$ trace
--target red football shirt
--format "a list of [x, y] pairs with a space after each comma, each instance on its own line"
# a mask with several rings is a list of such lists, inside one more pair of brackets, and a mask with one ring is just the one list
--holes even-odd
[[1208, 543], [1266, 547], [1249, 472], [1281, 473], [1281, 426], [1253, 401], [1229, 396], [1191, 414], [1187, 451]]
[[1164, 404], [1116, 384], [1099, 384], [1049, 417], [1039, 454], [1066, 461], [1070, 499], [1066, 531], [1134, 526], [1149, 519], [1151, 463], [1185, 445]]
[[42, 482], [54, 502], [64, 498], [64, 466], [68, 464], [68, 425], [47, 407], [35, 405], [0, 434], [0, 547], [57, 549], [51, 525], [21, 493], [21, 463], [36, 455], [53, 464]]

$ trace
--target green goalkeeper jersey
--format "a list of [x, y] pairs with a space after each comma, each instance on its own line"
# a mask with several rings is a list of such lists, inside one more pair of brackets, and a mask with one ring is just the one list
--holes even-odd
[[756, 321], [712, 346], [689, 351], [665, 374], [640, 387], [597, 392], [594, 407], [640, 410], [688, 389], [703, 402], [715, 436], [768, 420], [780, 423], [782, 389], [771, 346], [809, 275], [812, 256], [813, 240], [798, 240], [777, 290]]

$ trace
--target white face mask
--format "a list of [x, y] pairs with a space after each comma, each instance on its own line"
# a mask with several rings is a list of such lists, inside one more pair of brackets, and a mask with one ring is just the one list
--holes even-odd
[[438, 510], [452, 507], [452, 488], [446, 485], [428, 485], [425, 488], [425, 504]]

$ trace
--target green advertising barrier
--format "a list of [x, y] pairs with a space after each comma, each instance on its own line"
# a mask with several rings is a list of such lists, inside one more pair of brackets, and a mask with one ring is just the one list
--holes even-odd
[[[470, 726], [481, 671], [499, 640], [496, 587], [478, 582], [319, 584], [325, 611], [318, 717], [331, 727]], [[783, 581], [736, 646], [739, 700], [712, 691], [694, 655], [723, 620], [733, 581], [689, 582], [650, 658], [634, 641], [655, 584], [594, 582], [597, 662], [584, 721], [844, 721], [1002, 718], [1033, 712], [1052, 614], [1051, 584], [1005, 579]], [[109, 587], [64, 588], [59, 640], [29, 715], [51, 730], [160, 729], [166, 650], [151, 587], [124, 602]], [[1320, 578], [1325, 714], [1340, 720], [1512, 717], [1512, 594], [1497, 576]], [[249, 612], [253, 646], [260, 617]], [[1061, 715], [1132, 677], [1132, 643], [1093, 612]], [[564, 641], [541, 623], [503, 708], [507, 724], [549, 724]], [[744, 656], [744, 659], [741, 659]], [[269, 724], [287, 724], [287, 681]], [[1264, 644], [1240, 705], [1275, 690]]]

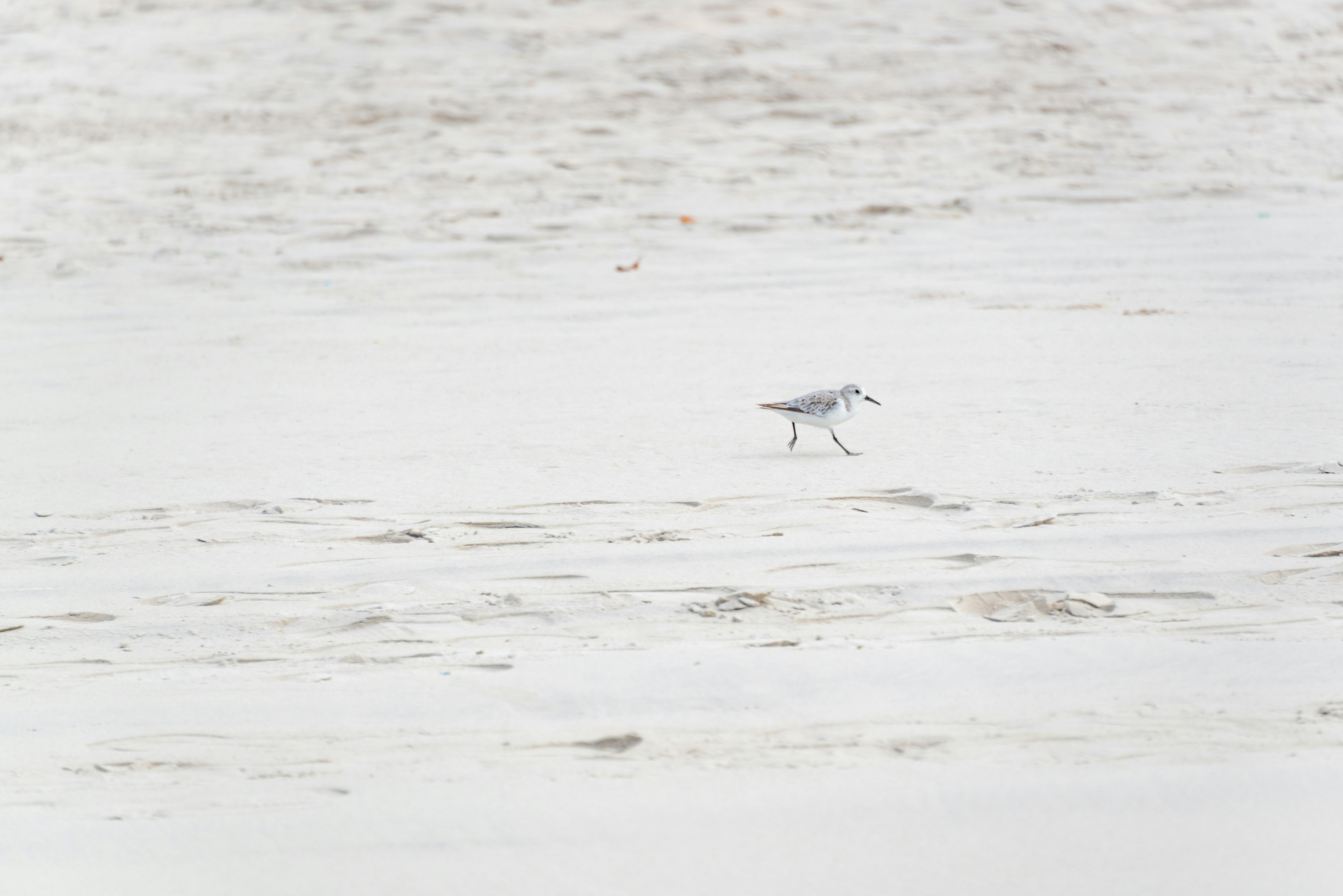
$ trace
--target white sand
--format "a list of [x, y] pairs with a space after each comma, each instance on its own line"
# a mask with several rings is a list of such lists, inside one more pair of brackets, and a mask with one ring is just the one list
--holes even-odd
[[0, 16], [5, 892], [1338, 891], [1339, 9]]

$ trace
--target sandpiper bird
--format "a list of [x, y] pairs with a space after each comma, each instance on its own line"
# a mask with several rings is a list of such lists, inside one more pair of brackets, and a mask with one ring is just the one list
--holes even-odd
[[847, 419], [851, 419], [854, 414], [858, 412], [858, 404], [862, 402], [872, 402], [873, 404], [881, 404], [874, 398], [870, 398], [862, 391], [861, 386], [854, 386], [849, 383], [839, 390], [821, 390], [819, 392], [807, 392], [800, 398], [795, 398], [790, 402], [775, 402], [772, 404], [761, 404], [760, 407], [767, 411], [774, 411], [783, 419], [792, 423], [792, 441], [788, 442], [788, 450], [798, 443], [798, 423], [806, 423], [807, 426], [821, 426], [830, 430], [830, 438], [835, 441], [835, 445], [843, 449], [843, 453], [849, 457], [862, 454], [862, 451], [850, 451], [843, 447], [843, 442], [835, 437], [835, 429]]

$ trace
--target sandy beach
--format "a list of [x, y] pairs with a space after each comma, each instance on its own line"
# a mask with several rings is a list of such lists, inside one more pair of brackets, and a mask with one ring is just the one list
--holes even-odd
[[1338, 7], [0, 51], [7, 893], [1336, 892]]

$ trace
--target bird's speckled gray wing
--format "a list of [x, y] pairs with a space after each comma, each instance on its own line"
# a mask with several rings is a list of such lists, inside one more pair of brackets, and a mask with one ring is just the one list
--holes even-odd
[[825, 416], [834, 410], [835, 404], [839, 403], [838, 390], [821, 390], [819, 392], [807, 392], [806, 395], [790, 399], [787, 402], [780, 402], [779, 404], [763, 404], [761, 407], [775, 407], [779, 410], [794, 410], [802, 411], [803, 414], [814, 414], [817, 416]]

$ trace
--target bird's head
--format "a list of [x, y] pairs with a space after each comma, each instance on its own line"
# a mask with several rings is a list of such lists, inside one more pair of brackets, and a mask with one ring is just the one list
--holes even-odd
[[854, 386], [853, 383], [849, 383], [849, 386], [839, 390], [839, 394], [853, 402], [872, 402], [877, 406], [881, 404], [881, 402], [864, 392], [861, 386]]

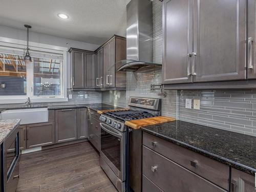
※
Put the stretch from the start of the records through the line containing "455], [53, 464]]" into a Markdown table with the columns No. and Text. Give one row per nonblank line.

| No. | Text |
|---|---|
| 1 | $ trace |
| 2 | --target red football shirt |
| 3 | --format "a list of [x, y] pairs with a space after each comma, each instance on its own line" |
| 4 | # a mask with several rings is a list of such lists, inside one more pair of brackets, and a mask with one ring is just the one list |
| 5 | --holes even-odd |
| 6 | [[1208, 543], [1266, 547], [1249, 472], [1281, 473], [1281, 426], [1253, 401], [1229, 396], [1191, 414], [1187, 451]] |
| 7 | [[1164, 404], [1116, 384], [1099, 384], [1049, 417], [1039, 454], [1066, 461], [1070, 499], [1066, 531], [1134, 526], [1149, 519], [1151, 463], [1185, 445]] |
| 8 | [[42, 482], [54, 502], [64, 498], [64, 466], [68, 464], [68, 425], [47, 407], [35, 405], [0, 434], [0, 547], [57, 549], [51, 525], [21, 493], [21, 463], [36, 455], [53, 464]] |